**EXERCISE PROMPT**
A picture-free, exact copy of all the records below is the goal.

**Referring expression data**
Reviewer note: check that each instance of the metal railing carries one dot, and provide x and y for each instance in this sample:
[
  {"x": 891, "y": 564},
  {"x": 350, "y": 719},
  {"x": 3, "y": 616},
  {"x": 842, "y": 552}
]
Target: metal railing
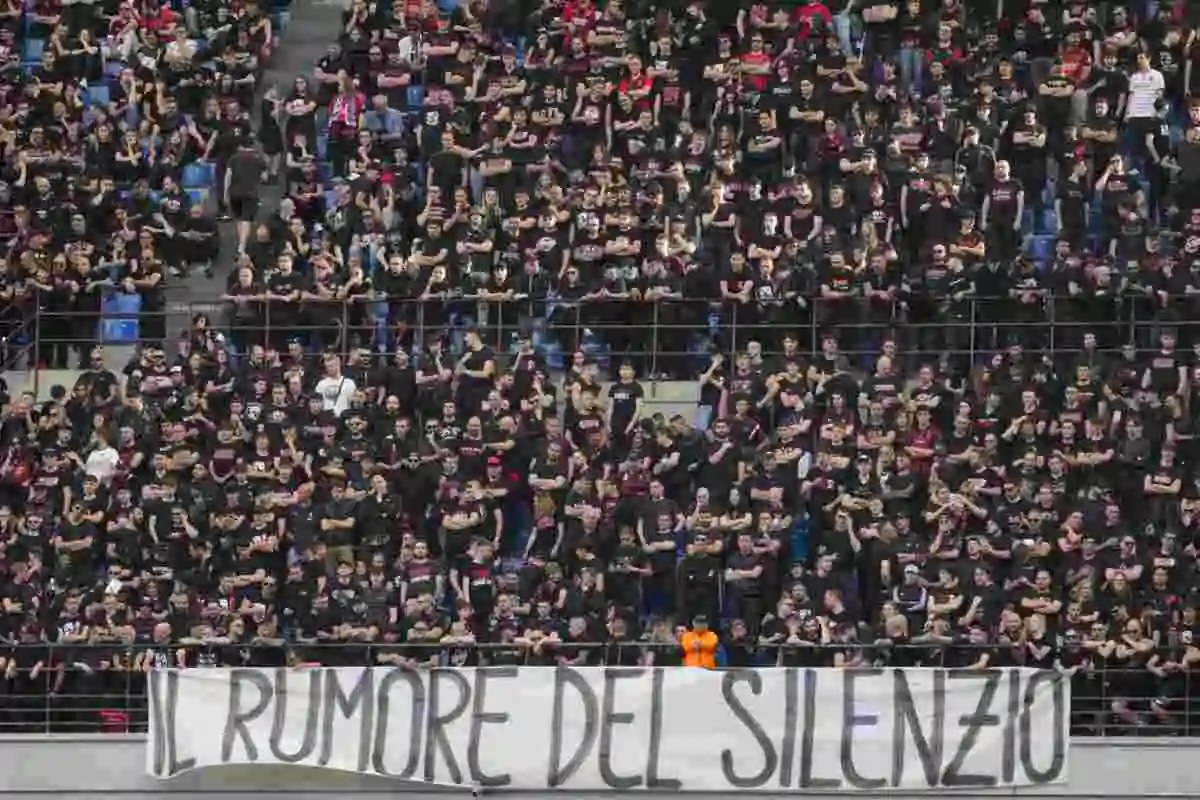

**THE ANSWER**
Reviewer note: check that each instance of the metal railing carries one dot, and provide x and y for each instance in this sample:
[
  {"x": 891, "y": 564},
  {"x": 350, "y": 719},
  {"x": 3, "y": 616},
  {"x": 842, "y": 552}
]
Target: metal railing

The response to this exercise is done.